- DIRECTIONS -
Show each line in the rows that contains the word "green". Case counts.

Point labeling examples
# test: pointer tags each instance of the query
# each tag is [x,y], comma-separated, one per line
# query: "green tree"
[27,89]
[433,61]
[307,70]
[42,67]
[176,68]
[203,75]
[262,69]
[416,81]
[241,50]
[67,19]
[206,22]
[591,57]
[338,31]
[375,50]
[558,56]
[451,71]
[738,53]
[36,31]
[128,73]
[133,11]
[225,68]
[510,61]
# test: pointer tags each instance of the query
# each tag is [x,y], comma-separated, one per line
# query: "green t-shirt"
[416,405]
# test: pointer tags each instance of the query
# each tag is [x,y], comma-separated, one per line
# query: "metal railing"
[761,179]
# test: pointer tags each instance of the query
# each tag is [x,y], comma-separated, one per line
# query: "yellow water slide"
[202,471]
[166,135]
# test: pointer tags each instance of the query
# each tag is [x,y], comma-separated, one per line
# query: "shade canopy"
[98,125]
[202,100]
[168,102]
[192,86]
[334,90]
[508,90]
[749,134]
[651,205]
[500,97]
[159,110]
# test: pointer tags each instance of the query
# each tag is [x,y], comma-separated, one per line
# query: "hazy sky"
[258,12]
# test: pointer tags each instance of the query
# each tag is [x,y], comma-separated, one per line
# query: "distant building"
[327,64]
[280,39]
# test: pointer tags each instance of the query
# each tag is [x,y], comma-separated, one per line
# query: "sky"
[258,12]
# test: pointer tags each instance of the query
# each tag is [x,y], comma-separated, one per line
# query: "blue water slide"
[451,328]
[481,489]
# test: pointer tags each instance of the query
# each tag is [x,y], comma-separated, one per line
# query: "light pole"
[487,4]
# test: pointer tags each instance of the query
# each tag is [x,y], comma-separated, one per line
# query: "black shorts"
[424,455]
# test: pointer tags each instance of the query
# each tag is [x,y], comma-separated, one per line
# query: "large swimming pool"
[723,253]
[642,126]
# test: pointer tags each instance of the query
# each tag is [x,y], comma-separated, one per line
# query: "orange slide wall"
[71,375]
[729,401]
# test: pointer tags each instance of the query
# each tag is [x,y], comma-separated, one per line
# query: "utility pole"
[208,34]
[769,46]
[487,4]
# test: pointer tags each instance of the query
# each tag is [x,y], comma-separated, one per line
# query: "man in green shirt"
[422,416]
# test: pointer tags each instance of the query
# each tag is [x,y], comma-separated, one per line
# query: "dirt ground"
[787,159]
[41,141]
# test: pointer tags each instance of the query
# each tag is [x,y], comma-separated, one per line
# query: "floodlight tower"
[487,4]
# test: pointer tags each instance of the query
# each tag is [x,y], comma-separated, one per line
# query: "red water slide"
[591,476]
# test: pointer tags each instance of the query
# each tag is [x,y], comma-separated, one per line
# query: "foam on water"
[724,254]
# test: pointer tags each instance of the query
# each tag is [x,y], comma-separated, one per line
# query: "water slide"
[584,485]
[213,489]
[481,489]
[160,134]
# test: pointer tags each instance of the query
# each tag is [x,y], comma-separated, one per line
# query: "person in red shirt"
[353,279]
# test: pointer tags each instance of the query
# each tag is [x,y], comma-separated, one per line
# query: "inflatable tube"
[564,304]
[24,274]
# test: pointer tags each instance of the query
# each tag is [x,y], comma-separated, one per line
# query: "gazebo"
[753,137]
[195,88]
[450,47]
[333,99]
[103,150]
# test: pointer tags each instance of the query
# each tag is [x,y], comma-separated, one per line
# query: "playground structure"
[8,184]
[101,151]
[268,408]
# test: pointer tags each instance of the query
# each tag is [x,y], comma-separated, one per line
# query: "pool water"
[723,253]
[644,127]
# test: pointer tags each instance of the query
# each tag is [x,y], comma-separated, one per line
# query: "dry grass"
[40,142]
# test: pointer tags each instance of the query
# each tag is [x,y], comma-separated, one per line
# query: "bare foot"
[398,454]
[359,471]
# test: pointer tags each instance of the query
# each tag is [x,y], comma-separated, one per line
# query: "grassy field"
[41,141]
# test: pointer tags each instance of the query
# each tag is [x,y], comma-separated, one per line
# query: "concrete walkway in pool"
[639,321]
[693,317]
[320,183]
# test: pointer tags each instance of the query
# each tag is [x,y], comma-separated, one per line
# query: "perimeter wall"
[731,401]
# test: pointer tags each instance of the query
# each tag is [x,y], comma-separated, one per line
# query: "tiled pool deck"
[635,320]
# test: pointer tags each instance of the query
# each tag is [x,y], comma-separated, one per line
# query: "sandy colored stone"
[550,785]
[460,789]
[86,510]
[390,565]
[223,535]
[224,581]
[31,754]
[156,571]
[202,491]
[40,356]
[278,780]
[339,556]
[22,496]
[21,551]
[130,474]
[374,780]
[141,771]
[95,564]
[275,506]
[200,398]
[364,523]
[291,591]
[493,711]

--

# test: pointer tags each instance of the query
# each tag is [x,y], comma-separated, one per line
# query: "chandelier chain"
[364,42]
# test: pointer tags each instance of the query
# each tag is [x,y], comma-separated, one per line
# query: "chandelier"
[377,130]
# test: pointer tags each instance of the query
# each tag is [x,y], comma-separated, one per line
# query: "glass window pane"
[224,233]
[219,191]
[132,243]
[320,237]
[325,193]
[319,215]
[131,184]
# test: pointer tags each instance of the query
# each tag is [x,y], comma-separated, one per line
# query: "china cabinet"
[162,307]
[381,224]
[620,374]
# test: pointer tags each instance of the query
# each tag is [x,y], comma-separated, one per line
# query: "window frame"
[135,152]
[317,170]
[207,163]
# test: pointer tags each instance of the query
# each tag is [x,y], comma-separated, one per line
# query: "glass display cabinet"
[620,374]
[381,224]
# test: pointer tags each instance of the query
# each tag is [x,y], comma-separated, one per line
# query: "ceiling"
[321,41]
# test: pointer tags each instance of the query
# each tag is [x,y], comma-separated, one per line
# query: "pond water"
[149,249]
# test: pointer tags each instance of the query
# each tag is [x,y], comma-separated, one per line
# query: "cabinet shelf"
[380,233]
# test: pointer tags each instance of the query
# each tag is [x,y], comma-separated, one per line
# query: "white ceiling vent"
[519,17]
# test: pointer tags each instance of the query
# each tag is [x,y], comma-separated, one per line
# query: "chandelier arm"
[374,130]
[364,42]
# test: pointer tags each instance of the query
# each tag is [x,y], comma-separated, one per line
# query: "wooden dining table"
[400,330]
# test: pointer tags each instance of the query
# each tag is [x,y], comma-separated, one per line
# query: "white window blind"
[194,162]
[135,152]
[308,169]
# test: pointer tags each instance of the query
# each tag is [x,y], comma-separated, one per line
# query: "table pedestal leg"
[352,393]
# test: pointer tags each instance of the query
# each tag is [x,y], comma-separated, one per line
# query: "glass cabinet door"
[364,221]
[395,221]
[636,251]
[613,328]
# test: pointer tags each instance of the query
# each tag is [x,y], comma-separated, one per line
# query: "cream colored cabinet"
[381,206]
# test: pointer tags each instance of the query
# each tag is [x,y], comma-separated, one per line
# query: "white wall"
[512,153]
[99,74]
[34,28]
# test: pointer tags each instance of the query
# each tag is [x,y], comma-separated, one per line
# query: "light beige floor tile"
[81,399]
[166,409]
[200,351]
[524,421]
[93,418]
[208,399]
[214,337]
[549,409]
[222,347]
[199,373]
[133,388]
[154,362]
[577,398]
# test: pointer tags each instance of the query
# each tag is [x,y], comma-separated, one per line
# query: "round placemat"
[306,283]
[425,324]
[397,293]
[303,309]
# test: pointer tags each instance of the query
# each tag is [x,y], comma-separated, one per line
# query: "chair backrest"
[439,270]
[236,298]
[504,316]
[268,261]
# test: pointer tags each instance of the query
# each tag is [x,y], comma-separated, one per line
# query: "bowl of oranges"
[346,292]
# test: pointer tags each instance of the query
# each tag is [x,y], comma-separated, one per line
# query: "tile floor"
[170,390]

- ANSWER TO THE TASK -
# query: "green tree"
# query: "green t-shirt"
# query: "man in green shirt"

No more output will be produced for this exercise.